**Exercise instructions**
The number of lines with the string "woman" in the listing below is all that should be reported.
----- Provided information -----
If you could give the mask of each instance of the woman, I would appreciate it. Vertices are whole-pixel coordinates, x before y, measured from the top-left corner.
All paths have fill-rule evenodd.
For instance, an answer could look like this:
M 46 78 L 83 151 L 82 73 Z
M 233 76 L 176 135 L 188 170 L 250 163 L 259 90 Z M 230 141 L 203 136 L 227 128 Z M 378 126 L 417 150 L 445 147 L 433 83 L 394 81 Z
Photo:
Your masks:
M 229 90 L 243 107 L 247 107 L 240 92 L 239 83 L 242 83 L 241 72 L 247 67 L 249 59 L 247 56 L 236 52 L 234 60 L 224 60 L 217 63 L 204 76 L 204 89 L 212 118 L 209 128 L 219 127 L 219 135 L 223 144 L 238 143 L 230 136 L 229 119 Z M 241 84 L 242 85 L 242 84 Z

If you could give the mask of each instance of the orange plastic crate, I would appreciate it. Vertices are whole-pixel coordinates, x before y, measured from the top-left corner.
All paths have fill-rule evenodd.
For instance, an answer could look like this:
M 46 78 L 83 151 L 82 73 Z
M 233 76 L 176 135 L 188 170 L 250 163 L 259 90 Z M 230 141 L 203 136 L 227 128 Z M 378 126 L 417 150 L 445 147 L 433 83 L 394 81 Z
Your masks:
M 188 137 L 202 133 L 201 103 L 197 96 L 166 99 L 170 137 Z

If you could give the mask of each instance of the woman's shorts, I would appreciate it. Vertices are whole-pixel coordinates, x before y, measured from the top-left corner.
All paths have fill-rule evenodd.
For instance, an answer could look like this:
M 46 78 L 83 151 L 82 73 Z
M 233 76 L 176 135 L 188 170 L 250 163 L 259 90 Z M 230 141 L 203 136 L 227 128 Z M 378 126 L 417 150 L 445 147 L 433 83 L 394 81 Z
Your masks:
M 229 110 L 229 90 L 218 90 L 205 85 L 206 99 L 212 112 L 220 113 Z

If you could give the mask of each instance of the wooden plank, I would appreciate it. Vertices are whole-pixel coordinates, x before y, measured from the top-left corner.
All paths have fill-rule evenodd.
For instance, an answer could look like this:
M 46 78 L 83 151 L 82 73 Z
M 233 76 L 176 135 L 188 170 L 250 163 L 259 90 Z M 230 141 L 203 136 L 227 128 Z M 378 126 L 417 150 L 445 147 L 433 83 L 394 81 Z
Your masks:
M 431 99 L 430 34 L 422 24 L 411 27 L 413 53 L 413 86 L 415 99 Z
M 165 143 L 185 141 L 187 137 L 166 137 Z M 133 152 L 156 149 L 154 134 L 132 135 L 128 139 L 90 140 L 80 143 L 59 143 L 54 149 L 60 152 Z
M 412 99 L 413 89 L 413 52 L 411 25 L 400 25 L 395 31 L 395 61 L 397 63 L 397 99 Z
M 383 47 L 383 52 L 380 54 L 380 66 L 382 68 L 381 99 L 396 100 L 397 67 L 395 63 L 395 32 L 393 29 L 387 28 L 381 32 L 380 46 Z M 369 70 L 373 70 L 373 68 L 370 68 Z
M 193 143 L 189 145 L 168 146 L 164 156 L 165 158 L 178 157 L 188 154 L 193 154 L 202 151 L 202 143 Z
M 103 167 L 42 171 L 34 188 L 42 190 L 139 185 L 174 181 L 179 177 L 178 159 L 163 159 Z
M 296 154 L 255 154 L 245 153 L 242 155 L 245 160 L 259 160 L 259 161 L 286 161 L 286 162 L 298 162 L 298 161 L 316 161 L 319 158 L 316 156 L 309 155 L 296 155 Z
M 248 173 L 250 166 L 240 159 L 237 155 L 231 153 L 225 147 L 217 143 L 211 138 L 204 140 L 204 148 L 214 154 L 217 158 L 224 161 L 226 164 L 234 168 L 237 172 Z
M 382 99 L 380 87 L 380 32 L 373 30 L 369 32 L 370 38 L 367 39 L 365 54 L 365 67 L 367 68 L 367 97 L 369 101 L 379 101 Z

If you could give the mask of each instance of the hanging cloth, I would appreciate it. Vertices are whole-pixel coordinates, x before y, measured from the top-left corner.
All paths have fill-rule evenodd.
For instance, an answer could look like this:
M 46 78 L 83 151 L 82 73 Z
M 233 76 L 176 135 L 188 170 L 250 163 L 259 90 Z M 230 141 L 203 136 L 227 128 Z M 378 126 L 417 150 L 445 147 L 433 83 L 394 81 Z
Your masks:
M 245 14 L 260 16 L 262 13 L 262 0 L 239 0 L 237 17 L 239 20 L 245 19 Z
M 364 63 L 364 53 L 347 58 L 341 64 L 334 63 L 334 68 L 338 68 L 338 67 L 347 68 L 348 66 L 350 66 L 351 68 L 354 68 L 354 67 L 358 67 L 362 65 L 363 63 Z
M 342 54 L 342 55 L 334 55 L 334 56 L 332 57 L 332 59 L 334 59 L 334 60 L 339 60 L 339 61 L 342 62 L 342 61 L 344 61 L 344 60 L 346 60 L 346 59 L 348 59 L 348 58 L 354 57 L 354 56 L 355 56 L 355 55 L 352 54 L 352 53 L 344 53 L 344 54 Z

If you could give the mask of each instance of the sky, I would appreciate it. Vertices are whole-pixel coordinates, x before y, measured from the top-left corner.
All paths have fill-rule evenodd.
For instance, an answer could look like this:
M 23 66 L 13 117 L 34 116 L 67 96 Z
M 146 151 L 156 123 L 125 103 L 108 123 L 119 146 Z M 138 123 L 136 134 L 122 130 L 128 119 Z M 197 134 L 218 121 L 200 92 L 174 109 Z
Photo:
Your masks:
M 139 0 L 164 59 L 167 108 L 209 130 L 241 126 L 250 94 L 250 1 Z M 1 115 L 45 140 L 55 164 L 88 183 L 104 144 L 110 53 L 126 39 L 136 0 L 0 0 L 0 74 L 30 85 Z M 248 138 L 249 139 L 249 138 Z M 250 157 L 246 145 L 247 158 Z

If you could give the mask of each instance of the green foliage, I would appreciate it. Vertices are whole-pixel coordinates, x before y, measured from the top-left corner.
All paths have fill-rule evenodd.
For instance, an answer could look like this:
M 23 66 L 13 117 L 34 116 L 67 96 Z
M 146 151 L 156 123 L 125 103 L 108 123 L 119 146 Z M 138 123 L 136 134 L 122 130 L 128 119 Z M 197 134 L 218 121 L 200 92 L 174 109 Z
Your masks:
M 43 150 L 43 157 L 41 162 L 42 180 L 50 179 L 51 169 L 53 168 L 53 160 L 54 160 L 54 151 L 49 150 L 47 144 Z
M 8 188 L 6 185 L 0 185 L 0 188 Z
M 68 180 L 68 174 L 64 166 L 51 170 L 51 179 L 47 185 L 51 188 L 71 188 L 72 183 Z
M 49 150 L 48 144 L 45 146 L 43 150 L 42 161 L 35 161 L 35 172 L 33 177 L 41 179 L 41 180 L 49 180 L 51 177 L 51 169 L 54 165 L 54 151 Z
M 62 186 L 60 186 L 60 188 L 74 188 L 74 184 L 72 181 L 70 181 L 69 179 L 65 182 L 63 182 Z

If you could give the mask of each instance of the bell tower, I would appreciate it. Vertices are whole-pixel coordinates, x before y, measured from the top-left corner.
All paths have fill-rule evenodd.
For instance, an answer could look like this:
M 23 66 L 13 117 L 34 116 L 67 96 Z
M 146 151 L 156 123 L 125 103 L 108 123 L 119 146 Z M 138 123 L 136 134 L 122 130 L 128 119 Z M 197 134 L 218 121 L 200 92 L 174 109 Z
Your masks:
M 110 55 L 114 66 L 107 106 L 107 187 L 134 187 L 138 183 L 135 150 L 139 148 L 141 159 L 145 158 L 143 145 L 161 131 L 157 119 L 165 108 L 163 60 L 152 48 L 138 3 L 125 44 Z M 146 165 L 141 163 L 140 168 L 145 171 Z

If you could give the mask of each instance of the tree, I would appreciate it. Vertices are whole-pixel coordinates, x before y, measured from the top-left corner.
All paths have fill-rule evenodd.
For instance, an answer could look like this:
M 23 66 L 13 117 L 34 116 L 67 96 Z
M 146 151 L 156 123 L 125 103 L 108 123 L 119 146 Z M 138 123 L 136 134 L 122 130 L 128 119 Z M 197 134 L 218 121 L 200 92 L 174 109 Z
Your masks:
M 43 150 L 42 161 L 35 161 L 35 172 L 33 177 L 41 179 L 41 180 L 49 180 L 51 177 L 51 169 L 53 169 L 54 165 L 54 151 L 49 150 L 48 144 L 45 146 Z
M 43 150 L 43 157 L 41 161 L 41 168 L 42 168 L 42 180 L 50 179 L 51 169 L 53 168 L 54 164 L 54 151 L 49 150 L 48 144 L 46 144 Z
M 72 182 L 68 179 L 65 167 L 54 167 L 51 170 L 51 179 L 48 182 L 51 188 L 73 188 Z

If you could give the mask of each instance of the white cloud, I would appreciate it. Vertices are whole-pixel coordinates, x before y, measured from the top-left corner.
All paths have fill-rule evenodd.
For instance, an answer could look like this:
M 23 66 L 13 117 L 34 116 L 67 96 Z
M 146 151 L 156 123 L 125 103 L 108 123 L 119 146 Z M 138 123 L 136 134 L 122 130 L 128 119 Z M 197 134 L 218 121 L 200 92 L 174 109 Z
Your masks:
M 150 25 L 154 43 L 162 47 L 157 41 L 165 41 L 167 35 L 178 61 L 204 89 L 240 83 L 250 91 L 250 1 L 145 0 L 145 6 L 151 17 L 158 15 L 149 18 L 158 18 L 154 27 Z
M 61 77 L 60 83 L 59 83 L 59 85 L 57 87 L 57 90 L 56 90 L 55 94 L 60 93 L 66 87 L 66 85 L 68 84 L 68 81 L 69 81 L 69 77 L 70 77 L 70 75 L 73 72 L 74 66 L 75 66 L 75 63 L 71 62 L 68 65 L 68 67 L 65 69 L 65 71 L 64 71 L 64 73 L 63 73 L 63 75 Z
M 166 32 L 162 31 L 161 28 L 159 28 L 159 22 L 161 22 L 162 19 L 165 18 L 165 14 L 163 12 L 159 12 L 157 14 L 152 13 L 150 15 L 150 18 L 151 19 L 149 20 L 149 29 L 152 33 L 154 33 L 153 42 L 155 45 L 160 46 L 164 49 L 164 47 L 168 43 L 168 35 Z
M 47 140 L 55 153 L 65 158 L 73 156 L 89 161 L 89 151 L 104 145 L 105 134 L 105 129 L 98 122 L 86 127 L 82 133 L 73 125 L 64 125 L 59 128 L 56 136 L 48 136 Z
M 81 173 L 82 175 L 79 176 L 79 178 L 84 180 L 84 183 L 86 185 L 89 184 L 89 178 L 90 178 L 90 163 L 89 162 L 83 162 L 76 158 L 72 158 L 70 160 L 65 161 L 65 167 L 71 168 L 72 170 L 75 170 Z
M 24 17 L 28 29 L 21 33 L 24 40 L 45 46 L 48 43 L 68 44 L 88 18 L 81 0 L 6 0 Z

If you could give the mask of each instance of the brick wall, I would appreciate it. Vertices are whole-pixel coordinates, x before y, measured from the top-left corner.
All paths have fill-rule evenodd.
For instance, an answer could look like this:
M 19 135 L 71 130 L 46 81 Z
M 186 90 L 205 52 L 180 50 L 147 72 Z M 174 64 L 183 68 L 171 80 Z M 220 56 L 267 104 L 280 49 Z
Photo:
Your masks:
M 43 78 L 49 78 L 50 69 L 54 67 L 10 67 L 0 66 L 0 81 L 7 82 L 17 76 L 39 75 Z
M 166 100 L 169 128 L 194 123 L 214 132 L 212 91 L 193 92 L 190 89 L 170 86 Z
-----
**Answer to the problem**
2